**** DATASET

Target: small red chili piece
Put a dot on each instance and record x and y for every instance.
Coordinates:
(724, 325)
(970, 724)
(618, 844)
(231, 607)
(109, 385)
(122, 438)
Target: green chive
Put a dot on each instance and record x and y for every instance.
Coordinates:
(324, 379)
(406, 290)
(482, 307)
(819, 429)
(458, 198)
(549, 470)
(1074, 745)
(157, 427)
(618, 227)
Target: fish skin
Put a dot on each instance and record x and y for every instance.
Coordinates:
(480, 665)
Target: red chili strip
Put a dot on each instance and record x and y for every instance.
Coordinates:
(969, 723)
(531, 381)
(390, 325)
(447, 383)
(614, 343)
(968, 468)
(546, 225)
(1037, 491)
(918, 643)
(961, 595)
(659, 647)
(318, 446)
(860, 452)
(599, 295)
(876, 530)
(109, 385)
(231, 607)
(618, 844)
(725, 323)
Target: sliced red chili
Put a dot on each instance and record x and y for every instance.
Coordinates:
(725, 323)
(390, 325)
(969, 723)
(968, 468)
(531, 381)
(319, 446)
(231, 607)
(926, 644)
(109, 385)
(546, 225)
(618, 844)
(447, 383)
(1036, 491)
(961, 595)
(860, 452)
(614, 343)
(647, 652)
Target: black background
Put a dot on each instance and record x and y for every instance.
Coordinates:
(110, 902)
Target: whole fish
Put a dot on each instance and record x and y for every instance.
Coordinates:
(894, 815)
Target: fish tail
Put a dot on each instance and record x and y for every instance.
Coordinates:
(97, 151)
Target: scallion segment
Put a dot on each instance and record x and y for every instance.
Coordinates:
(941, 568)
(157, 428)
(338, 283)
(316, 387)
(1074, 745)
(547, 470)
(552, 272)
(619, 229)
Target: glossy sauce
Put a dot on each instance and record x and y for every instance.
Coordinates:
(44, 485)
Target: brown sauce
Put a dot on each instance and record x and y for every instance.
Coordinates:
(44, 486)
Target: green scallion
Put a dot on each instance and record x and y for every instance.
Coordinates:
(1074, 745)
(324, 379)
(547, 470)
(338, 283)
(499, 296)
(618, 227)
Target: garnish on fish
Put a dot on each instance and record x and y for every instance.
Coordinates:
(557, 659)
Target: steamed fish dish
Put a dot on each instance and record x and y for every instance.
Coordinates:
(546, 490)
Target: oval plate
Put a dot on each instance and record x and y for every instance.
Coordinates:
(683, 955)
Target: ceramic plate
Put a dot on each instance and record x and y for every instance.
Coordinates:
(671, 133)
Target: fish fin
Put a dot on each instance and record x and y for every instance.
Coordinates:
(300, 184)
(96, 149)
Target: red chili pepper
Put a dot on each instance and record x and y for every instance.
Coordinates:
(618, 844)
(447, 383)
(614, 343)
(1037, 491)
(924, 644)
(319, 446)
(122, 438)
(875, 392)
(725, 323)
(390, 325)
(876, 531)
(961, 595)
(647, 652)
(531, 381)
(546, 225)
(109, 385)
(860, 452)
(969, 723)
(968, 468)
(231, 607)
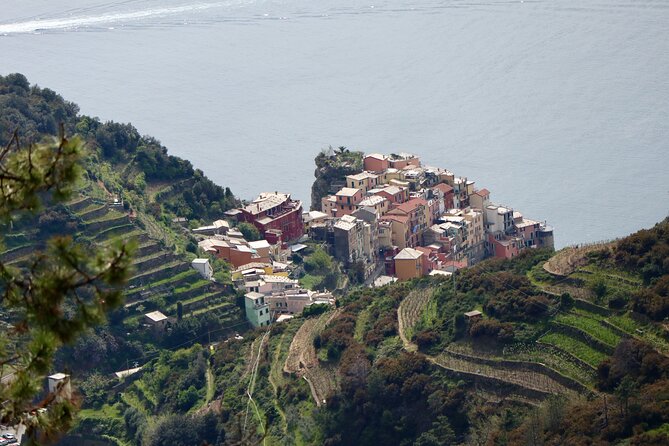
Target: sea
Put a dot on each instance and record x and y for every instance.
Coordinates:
(559, 107)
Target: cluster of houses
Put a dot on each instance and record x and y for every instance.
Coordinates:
(261, 268)
(417, 219)
(395, 220)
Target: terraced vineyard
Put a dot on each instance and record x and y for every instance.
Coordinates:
(303, 361)
(534, 379)
(160, 277)
(409, 312)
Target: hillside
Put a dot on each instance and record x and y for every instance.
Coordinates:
(556, 348)
(130, 189)
(402, 365)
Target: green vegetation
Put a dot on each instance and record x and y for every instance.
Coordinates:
(331, 171)
(577, 348)
(388, 366)
(60, 294)
(321, 271)
(591, 326)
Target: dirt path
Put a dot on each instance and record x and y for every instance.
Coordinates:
(409, 313)
(569, 260)
(303, 361)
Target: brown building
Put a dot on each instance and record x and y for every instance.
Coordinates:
(409, 264)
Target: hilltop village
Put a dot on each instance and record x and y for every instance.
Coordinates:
(394, 220)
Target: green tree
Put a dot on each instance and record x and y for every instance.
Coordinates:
(62, 292)
(180, 311)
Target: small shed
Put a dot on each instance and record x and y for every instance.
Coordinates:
(473, 316)
(157, 320)
(59, 385)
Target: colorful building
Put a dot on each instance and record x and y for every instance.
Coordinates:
(276, 211)
(409, 264)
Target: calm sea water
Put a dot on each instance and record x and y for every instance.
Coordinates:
(560, 108)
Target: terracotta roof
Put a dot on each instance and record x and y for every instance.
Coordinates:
(445, 188)
(156, 316)
(408, 254)
(347, 192)
(411, 205)
(399, 218)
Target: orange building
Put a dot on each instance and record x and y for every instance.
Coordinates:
(409, 264)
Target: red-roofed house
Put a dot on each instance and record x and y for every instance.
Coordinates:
(400, 235)
(375, 162)
(347, 200)
(418, 213)
(444, 195)
(479, 199)
(394, 194)
(275, 211)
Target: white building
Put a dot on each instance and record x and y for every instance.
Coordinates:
(59, 385)
(257, 310)
(203, 267)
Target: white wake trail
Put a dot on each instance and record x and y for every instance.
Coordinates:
(84, 21)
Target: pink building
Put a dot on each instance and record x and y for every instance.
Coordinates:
(394, 194)
(504, 247)
(347, 200)
(375, 162)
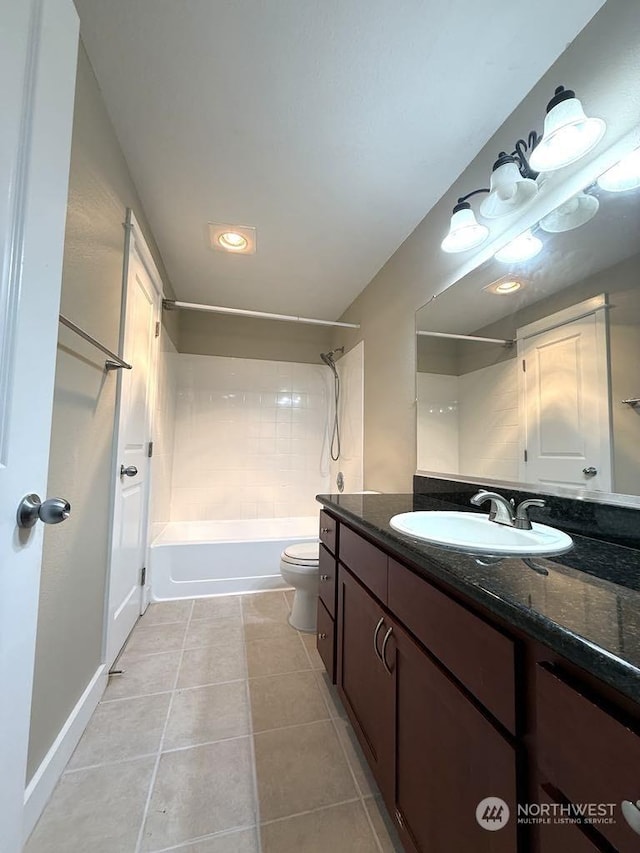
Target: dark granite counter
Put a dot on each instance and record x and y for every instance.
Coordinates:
(591, 621)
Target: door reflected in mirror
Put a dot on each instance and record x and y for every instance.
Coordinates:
(528, 369)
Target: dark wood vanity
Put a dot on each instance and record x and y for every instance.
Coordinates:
(452, 704)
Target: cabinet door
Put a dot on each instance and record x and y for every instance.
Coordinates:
(365, 686)
(561, 837)
(448, 759)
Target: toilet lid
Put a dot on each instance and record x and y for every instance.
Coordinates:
(304, 554)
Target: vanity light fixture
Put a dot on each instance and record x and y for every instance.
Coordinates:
(510, 189)
(465, 232)
(568, 133)
(577, 211)
(522, 248)
(235, 239)
(625, 175)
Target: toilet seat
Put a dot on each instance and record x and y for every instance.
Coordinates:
(304, 554)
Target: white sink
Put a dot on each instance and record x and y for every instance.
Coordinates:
(473, 533)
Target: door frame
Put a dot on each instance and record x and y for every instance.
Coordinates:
(598, 307)
(135, 247)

********

=== REQUEST ===
Copy out every entry above, substituting "Points" for each occurrence of "Coordinates" and keeping everything else the same. Leave the pictures out.

=== TASK RESPONSE ===
Target: small red chili piece
Put a dot on each instance and record x and y for every instance.
Points:
(724, 325)
(970, 724)
(618, 844)
(231, 607)
(109, 385)
(122, 438)
Target: green chive
Put a dot on each instance and record x and y for every instance.
Points:
(324, 379)
(406, 290)
(482, 307)
(819, 429)
(458, 198)
(549, 470)
(1074, 745)
(157, 427)
(618, 227)
Target: fish skin
Put a dot on each instance and record x and y for every instance.
Points:
(480, 665)
Target: red chili strip
Put a dot on each instance and record x and y for every instance.
Points:
(969, 723)
(531, 381)
(390, 325)
(447, 383)
(614, 343)
(968, 468)
(546, 225)
(1037, 491)
(918, 643)
(961, 595)
(659, 647)
(318, 446)
(860, 452)
(599, 295)
(876, 530)
(109, 385)
(231, 607)
(618, 844)
(725, 323)
Target: sliced red chili
Put a dot on each instance and record x and y for every instance.
Points:
(725, 323)
(390, 325)
(969, 723)
(968, 468)
(531, 381)
(319, 446)
(231, 607)
(926, 644)
(109, 385)
(546, 225)
(618, 844)
(447, 383)
(1036, 491)
(961, 595)
(860, 452)
(614, 343)
(647, 652)
Target: black background
Put a dot on each instance and record x and y for every instance.
Points:
(110, 902)
Target: whole fish
Put a dot on each instance and record x and y for every instance.
Points:
(894, 815)
Target: fish tail
Put a dot on each instance and record x and y for every instance.
Points:
(97, 151)
Target: scallion segment
Put a dot on each instance and record x and y for every instance.
Points:
(941, 568)
(157, 428)
(338, 283)
(316, 387)
(1074, 745)
(547, 470)
(552, 272)
(619, 229)
Target: glossy sauce
Put a dot on each instance and record x and y for every instance.
Points:
(44, 485)
Target: brown sauce
Put a dot on each instance and record x and y for every instance.
Points:
(44, 486)
Target: green scallion
Put a dot on each instance and record x and y for every instance.
Points:
(1074, 745)
(324, 379)
(547, 470)
(338, 283)
(499, 296)
(618, 227)
Target: garnish on fish
Put a dot on each instance and record x and y for every instance.
Points:
(557, 659)
Target: steamed fish dish
Put a dot on each instance and record x and y for every instance.
Points:
(546, 490)
Target: oval plate
Put a dot on each instance and record x and y for every instance.
Points:
(683, 955)
Target: ceramic plate
Put a dot on each instance and record x and y for every instance.
Points:
(671, 133)
Target: fish fin
Put a dot on each instance and record x and y for every instance.
Points:
(300, 184)
(96, 149)
Target: red chili pepper
Put a dot on each instance and record x and y for every instance.
Points:
(618, 844)
(447, 383)
(614, 343)
(1037, 491)
(924, 644)
(319, 446)
(122, 438)
(875, 392)
(725, 323)
(390, 325)
(876, 531)
(961, 595)
(647, 652)
(531, 381)
(546, 225)
(109, 385)
(860, 452)
(969, 723)
(968, 468)
(231, 607)
Target: sea
Put a dot on each instance and record x and y for every instance.
Points:
(559, 107)
Target: cluster of houses
Put a dot on each instance and record x and y for every instance.
Points:
(261, 268)
(417, 219)
(395, 220)
Target: terraced vineyard
Put a dot on each instance and record x and y for every instance.
Points:
(303, 361)
(534, 379)
(160, 277)
(409, 312)
Target: hillside
Put a dot on each instance and record x and y for every instance.
Points:
(556, 348)
(130, 189)
(402, 365)
Target: green vegetation
Put a dot on each instance and record x and y for every instance.
Points:
(331, 171)
(577, 348)
(388, 366)
(60, 294)
(321, 271)
(591, 326)
Target: dirt path
Put a dot on each instance and record x and y for every instance.
Points:
(409, 313)
(569, 260)
(303, 361)
Target: brown building
Put a dot on each instance and record x and y for every instance.
Points:
(409, 264)
Target: hilltop village
Put a dot on each instance and record x and y for every instance.
Points:
(394, 220)
Target: green tree
Put a dot on each instance and record x and y for every instance.
Points:
(62, 292)
(180, 311)
Target: small shed
Put a dot on each instance and record x and y for every instance.
Points:
(473, 316)
(157, 320)
(59, 385)
Target: colorful building
Put a dot on each instance and record x and y for every instance.
Points:
(276, 211)
(409, 264)
Target: calm sea water
Put a dot on each instance and record x and y for every instance.
Points:
(560, 108)
Target: terracotta roof
Put a dot on each instance and record x and y for every instance.
Points:
(445, 188)
(156, 316)
(408, 254)
(347, 192)
(411, 205)
(399, 218)
Target: orange building
Put a dot on each instance and record x and y for every instance.
Points:
(409, 264)
Target: red-roofed house
Put a dot on each instance and record x and y for every instance.
Points:
(400, 235)
(375, 162)
(347, 200)
(418, 213)
(444, 195)
(479, 199)
(394, 194)
(275, 211)
Target: white building
Put a dot on each instance and record x and y for every instance.
Points:
(59, 385)
(257, 310)
(203, 267)
Target: white wake trail
Put a dot on each instance and record x and y for every instance.
Points:
(84, 21)
Target: pink building
Put a dot on each instance and record x and y for every instance.
Points:
(394, 194)
(504, 247)
(347, 200)
(375, 162)
Target: dark granite counter
Put a dot on each instance and record x and y for every instance.
Points:
(591, 621)
Target: door reflected in mirror
Put a dot on each instance and record x and y for every instance.
Points:
(528, 369)
Target: dark wood vanity
Put a dot on each instance and record x and y for every instance.
Points:
(452, 704)
Target: cabinet door
Put a dot on each instance and record x and y for every instance.
Points:
(365, 686)
(561, 837)
(448, 759)
Target: toilet lid
Put a dot on each instance and record x and y for every instance.
Points:
(304, 554)
Target: vanity light fixture
Put a dot on each instance and record x and y for every instance.
Points:
(510, 189)
(465, 232)
(568, 133)
(577, 211)
(522, 248)
(235, 239)
(625, 175)
Target: toilet seat
Put a dot on each instance and record x and y for every instance.
Points:
(304, 554)
Target: white sink
Put a dot on each instance and record x and y for every instance.
Points:
(473, 533)
Target: door frame
Put a dot on each instance and record x and y for every instance.
Points:
(598, 307)
(135, 247)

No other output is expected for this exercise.